◆ TASK
Copy out the lines from the line containing "Report the position of each instance of the nut" through the line containing "[[92, 157]]", including both of those lines, and omit the pictures.

START INFORMATION PROVIDED

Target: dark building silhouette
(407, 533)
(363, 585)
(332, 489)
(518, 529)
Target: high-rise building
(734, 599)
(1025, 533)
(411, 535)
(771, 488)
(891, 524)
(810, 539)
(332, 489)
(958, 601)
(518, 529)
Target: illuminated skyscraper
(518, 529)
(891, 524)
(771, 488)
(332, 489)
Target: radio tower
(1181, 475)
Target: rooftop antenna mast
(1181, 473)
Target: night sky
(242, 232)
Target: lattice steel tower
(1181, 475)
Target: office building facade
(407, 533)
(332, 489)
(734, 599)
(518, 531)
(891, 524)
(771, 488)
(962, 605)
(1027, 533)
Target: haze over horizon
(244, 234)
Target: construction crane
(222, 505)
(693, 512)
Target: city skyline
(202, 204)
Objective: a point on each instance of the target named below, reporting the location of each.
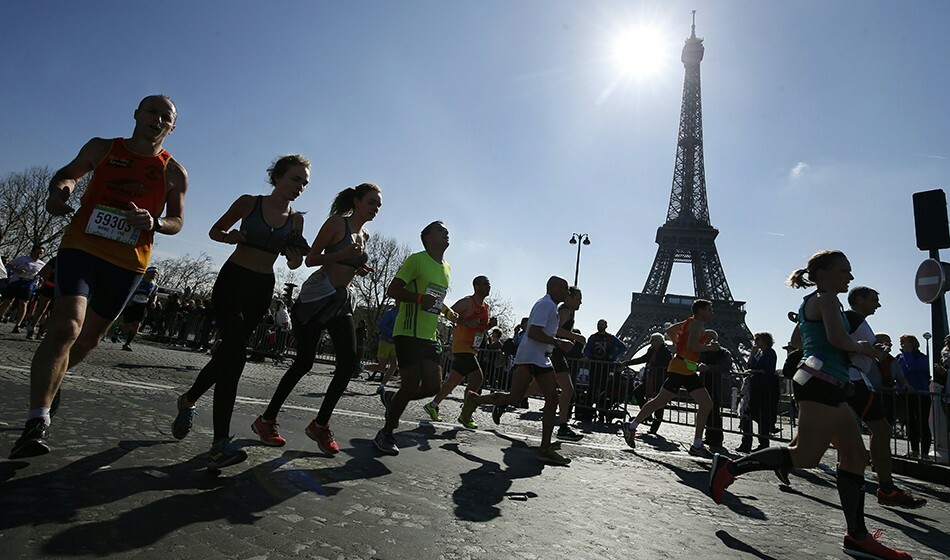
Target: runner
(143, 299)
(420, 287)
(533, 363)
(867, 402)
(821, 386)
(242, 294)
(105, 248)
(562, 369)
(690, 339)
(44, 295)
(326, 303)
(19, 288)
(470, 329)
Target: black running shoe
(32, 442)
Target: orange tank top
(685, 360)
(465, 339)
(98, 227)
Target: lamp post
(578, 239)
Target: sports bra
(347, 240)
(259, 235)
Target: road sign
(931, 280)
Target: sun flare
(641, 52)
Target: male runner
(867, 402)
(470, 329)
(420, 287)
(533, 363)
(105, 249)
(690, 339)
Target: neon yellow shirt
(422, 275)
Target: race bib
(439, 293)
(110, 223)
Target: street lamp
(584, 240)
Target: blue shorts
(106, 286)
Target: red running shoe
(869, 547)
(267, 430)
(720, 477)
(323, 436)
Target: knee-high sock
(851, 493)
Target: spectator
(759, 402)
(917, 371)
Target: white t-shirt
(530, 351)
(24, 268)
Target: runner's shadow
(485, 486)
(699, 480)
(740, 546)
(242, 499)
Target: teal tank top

END INFORMATION PROVIDED
START INFORMATION PROVIDED

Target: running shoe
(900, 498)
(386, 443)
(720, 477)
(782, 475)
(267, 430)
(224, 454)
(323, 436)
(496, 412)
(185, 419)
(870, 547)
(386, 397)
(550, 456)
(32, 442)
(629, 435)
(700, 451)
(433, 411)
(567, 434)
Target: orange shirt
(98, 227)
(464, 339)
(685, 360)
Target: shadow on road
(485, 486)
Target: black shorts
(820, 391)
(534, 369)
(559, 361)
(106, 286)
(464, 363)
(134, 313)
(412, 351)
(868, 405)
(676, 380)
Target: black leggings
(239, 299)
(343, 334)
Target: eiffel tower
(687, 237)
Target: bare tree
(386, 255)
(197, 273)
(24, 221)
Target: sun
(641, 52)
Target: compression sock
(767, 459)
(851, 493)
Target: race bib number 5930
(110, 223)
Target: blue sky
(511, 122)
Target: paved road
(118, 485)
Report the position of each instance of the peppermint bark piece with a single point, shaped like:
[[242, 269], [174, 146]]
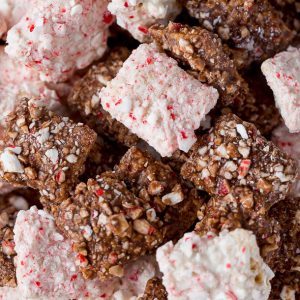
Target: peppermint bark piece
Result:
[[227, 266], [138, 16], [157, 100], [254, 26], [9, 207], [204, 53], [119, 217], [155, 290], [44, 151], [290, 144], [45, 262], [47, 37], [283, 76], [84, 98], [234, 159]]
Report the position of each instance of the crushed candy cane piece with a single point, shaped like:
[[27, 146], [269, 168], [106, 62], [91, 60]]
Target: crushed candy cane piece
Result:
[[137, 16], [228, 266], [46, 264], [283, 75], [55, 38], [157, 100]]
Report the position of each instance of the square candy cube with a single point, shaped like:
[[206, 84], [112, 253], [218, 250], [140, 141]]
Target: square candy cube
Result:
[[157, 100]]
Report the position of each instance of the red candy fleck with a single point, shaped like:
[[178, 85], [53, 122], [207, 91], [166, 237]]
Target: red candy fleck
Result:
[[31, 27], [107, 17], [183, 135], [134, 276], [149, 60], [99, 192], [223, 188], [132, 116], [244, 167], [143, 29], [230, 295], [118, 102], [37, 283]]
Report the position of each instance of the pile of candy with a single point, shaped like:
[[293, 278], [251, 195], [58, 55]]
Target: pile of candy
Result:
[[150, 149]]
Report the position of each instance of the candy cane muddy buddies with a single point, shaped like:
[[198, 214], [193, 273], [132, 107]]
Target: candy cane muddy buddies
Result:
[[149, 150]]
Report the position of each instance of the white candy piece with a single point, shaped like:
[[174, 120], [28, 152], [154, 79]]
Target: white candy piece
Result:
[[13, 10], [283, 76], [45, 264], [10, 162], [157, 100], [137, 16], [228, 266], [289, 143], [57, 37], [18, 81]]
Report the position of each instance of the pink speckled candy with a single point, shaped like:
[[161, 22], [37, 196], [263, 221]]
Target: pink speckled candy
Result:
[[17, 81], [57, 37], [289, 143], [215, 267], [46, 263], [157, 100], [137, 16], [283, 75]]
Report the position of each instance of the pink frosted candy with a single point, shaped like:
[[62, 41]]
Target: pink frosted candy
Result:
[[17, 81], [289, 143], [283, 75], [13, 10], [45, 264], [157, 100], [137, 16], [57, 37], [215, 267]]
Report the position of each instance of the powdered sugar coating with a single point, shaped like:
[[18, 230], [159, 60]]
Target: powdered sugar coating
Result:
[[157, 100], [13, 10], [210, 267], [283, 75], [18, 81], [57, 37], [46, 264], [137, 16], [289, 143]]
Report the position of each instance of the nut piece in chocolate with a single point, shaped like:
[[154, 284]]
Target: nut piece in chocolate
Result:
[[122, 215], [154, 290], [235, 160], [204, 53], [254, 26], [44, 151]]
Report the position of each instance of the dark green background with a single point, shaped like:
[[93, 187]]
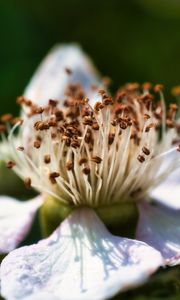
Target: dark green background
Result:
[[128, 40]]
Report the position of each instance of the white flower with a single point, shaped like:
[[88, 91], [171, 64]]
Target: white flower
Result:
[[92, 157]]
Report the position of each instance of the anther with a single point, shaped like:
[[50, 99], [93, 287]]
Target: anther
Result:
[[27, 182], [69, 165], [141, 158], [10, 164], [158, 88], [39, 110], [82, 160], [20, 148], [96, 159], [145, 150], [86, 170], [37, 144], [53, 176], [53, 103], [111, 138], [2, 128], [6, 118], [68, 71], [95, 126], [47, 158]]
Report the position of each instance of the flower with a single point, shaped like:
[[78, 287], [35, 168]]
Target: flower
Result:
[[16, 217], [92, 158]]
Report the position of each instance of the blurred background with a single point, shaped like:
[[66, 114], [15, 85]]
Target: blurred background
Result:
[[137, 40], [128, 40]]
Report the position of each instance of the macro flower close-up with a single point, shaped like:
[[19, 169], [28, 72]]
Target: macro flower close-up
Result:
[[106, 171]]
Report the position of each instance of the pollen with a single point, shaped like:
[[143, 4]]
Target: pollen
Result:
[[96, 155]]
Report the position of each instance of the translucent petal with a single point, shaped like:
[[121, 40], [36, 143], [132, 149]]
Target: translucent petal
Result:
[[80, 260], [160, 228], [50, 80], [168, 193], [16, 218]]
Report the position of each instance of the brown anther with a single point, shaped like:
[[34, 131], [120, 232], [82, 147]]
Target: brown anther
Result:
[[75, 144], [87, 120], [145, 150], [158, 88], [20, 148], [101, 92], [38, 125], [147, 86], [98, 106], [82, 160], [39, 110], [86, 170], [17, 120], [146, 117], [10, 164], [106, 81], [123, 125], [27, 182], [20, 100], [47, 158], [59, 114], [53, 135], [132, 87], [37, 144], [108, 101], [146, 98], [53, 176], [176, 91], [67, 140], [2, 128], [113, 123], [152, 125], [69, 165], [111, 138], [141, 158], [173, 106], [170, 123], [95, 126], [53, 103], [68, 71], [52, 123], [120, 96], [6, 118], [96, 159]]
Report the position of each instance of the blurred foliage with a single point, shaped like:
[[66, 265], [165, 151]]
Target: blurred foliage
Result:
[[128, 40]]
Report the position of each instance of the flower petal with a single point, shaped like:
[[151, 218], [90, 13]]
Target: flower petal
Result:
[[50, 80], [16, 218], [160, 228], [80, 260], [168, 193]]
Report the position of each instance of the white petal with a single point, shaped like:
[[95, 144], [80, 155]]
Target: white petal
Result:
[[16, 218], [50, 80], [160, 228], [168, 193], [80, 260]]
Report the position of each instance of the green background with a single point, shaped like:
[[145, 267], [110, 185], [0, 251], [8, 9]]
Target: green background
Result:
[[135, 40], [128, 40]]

END INFORMATION PROVIDED

◆ TASK OUTPUT
Report the position of each instance of the nut piece in chocolate with a single point, shaped like:
[[154, 284]]
Target: nut piece in chocolate
Result:
[[122, 215], [154, 290], [235, 160], [204, 53], [254, 26], [44, 151]]
Report the position of each instance of the dark green background with a single point, shaped like:
[[93, 187]]
Target: dark green background
Result:
[[128, 40]]
Report the position of each instance of the white flower with a single point, shaped like:
[[88, 91], [171, 64]]
Target: white flower
Result:
[[92, 157]]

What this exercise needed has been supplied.